## Exercise 1
Reproduce everything in the article on Croman's tenants from "A four-decade resident" down to "eight days later.".
## Exercise 2
Continue the article on Cynthia Chaffee and the other Croman tenants from the point at which it ends.

-- Document extract follows --

One longtime tenant who suffered worse than most is Cynthia Chaffee. We first became acquainted in 2010, after Amy and I moved out of our apartment and started a short-lived Facebook page dedicated to the more memorable experiences of living in a Croman-owned property. Chaffee messaged me way back when to commiserate and invite us to join her in petitioning the state to investigate a man she believed to be not just sleazy but also criminal.
A four-decade resident of 346 East 18th Street, Chaffee started a website of her own, the Stop Croman Coalition, which is an up-to-date index of Manhattan real estate misfortune and/or scumminess spanning over a decade.
Some of the incidents appear merely tragic, such as a 2003 electrical fire at 340 East 18th Street, started by a spark in a power strip, which left 21 year-old Isabelle Heina with burns on 50 percent of her body and others hospitalized from smoke inhalation.
Others must be terrible coincidences. In 2011, Adam Berk and Karen Kushkin, a couple in the East Village, went out to celebrate a rare victory against Croman: a $2,850 default judgment issued against him over their East 7th Street ground-floor apartment. When they got home, their place had been burgled and arsoned. Their Labradoodle, Foster, died of smoke inhalation and burns in a vet’s clinic eight days later.
“He just ruined my life completely,” Chaffee recalls of Croman. “I was a young person, about 25, when I moved in here. Now I’m 64. I’d move but I can’t afford to. So instead, I’ve fought this guy since he bought my building in 1999.”
Croman took Chaffee to court three times since 2010 for non-payment of rent when she paid in full and on time and has the cashed checks—copies of which are now with Schneiderman’s office, appended to her affidavit—to prove it. Yet the bogus claims of being in arrears continued into 2016, two years after New York began investigating Croman’s real estate practices. “Our rent check for this January was $26,135.89. We don’t owe him 26 cents.”

-- Document extract concluded --
-- Data section follows --

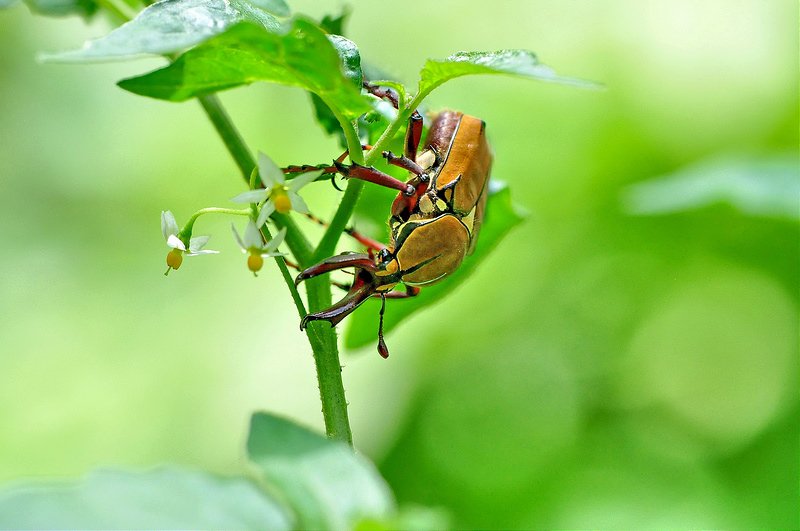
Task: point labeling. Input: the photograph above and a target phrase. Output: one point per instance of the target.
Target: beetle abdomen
(432, 249)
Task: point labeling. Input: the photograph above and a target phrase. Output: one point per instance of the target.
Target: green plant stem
(321, 336)
(327, 244)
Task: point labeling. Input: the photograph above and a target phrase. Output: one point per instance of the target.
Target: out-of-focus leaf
(276, 7)
(350, 58)
(351, 68)
(58, 8)
(411, 518)
(335, 23)
(501, 216)
(325, 482)
(521, 63)
(766, 187)
(302, 56)
(167, 27)
(167, 498)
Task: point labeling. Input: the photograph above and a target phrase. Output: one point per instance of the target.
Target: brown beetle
(435, 219)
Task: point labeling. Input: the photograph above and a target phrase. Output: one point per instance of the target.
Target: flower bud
(174, 258)
(282, 202)
(255, 262)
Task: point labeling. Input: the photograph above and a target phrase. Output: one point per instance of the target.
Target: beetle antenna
(382, 349)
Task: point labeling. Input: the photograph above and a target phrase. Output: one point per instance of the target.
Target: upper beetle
(434, 222)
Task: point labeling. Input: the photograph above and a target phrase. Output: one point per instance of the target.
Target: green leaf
(167, 27)
(351, 68)
(521, 63)
(500, 217)
(58, 8)
(335, 23)
(166, 498)
(760, 187)
(325, 482)
(276, 7)
(302, 56)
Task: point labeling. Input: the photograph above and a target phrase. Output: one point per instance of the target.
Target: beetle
(434, 221)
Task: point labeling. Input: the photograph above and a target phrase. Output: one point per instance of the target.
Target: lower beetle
(434, 221)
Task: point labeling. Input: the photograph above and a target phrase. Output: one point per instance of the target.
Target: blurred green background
(608, 366)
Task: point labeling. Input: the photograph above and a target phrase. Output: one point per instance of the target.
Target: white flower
(169, 228)
(277, 194)
(254, 245)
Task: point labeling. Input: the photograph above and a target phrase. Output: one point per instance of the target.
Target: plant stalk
(321, 337)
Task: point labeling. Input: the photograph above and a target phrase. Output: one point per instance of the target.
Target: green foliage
(276, 7)
(501, 217)
(510, 62)
(766, 187)
(166, 498)
(302, 56)
(168, 27)
(324, 482)
(316, 483)
(57, 8)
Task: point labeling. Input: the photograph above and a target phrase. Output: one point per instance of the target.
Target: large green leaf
(520, 63)
(167, 27)
(167, 498)
(501, 216)
(351, 68)
(325, 482)
(302, 56)
(58, 8)
(276, 7)
(759, 187)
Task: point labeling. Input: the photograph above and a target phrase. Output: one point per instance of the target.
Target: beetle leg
(413, 136)
(334, 263)
(370, 174)
(366, 241)
(411, 291)
(358, 293)
(383, 350)
(404, 162)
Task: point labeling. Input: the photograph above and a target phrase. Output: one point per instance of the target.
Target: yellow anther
(255, 261)
(281, 200)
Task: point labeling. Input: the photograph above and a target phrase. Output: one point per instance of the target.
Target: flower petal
(266, 211)
(238, 238)
(175, 242)
(275, 242)
(302, 180)
(251, 196)
(252, 236)
(269, 172)
(197, 243)
(168, 224)
(297, 203)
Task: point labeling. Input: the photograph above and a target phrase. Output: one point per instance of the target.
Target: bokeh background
(626, 358)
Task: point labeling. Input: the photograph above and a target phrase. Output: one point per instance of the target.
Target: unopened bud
(174, 258)
(255, 262)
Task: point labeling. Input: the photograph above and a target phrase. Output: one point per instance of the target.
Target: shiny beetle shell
(431, 240)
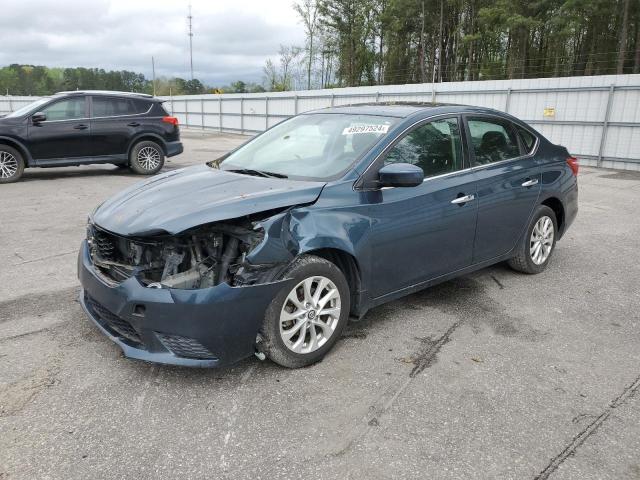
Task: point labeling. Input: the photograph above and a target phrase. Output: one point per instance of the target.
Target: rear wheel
(11, 164)
(146, 158)
(538, 244)
(306, 319)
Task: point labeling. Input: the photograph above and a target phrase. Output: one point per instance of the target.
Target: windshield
(309, 147)
(28, 108)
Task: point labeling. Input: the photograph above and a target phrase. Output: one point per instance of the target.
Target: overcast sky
(232, 39)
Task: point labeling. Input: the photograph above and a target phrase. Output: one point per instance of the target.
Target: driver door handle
(464, 199)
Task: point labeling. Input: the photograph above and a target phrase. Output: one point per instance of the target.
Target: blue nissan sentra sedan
(270, 249)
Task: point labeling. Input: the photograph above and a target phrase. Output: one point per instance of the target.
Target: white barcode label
(355, 129)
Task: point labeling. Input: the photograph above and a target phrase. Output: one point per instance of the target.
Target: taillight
(573, 164)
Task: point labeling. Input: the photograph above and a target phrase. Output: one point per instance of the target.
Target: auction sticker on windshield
(354, 129)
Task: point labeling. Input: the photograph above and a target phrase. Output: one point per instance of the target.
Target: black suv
(79, 128)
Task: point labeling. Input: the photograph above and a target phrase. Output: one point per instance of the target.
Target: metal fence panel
(597, 118)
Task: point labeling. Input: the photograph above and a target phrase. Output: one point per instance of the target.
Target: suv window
(113, 107)
(528, 138)
(493, 140)
(436, 147)
(67, 109)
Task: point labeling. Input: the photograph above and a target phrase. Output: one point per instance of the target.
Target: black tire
(137, 161)
(11, 164)
(523, 261)
(271, 342)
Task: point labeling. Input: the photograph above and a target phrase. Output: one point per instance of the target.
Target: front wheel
(11, 164)
(305, 320)
(535, 250)
(146, 158)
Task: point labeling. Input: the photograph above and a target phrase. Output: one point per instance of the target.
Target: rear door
(508, 183)
(64, 134)
(114, 122)
(423, 232)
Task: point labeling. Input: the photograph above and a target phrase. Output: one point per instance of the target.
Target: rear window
(112, 107)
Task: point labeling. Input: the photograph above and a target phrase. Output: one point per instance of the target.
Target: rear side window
(68, 109)
(492, 140)
(114, 107)
(528, 139)
(141, 106)
(436, 147)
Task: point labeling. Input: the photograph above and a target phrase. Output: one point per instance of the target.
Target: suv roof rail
(105, 92)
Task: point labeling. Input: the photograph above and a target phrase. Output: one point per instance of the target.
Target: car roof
(403, 109)
(105, 92)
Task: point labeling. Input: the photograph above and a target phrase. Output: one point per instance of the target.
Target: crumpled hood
(178, 200)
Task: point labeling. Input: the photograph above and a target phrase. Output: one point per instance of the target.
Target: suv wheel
(537, 246)
(146, 158)
(11, 164)
(304, 322)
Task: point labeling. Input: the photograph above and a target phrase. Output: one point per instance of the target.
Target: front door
(420, 233)
(64, 134)
(508, 185)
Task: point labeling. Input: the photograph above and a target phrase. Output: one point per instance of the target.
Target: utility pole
(190, 18)
(153, 75)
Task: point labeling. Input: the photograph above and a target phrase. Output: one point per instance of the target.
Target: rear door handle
(464, 199)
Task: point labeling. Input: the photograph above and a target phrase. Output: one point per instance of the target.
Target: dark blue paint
(402, 239)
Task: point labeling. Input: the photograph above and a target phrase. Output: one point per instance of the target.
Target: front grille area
(185, 347)
(104, 244)
(112, 321)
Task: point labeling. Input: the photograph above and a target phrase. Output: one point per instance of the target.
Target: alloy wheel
(8, 165)
(541, 241)
(310, 314)
(148, 158)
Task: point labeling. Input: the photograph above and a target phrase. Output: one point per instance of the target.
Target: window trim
(363, 179)
(86, 108)
(115, 116)
(471, 151)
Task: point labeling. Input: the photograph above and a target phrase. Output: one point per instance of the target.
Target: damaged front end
(201, 257)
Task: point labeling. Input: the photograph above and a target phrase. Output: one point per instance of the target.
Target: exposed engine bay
(201, 257)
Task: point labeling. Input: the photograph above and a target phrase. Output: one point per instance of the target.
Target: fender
(137, 138)
(30, 162)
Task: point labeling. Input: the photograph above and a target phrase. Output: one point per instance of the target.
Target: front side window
(492, 140)
(32, 107)
(68, 109)
(316, 146)
(436, 147)
(113, 107)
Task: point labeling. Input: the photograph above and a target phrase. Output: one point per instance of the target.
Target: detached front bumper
(197, 328)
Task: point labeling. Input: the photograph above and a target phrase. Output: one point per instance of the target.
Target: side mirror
(400, 175)
(38, 117)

-- Data section concluded --

## Result 1
A four-decade resident of 346 East 18th Street, Chaffee started a website of her own, the Stop Croman Coalition, which is an up-to-date index of Manhattan real estate misfortune and/or scumminess spanning over a decade.
Some of the incidents appear merely tragic, such as a 2003 electrical fire at 340 East 18th Street, started by a spark in a power strip, which left 21 year-old Isabelle Heina with burns on 50 percent of her body and others hospitalized from smoke inhalation.
Others must be terrible coincidences. In 2011, Adam Berk and Karen Kushkin, a couple in the East Village, went out to celebrate a rare victory against Croman: a $2,850 default judgment issued against him over their East 7th Street ground-floor apartment. When they got home, their place had been burgled and arsoned. Their Labradoodle, Foster, died of smoke inhalation and burns in a vet’s clinic eight days later.

## Result 2
This strong-arm tactic of frivolous litigation was coupled with unlivable conditions. From October to December 2011, Chaffee had no gas in her apartment. From January 2011 to September 2013, no heat or hot water. From January to March 2013, only two working electrical outlets, owing to cascading water pouring down from the upstairs unit—and out of her light fixtures. A video on her Stop Croman website carries a creepily familiar scene: Tupperware containers filled with a disgusting, brown liquid dripping down into her kitchen from the ceiling.
Then there are the physical side effects of living in a Croman property. “I’ve been disabled over the last few years,” Chaffee says. “The dust from the unfinished renovations choked the hell out of me. My husband and I were breathing this stuff in for so long.”
The man Schneiderman called the “Bernie Madoff of landlords” was out on $500,000 cash bail on Monday, but if convicted he could face 25 years in prison. He has pleaded not guilty.
Unsurprisingly, when she answered the phone last night, Chaffee was buoyant. “Today was beyond even my dreams. Croman once said I was his worst tenant. I intend to live up to that expectation.”